Assigned task |
Scan the material below for lines with the word "locate" and reply with how many there are, nothing else.

Records for the task |
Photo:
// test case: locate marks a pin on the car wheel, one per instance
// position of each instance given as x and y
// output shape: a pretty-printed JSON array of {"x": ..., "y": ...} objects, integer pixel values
==
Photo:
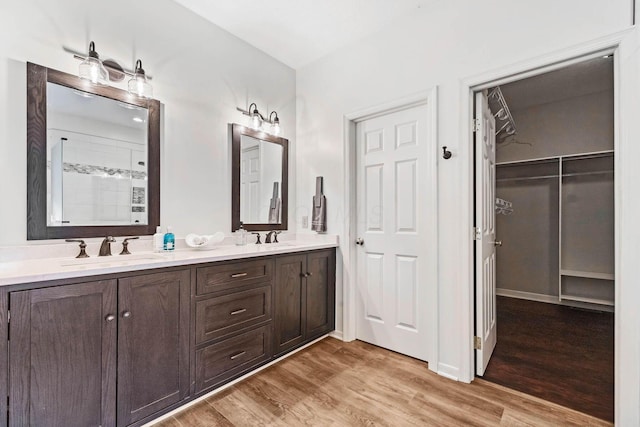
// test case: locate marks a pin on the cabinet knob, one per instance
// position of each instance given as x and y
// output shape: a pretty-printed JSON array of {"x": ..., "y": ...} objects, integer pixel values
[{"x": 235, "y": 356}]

Exercise output |
2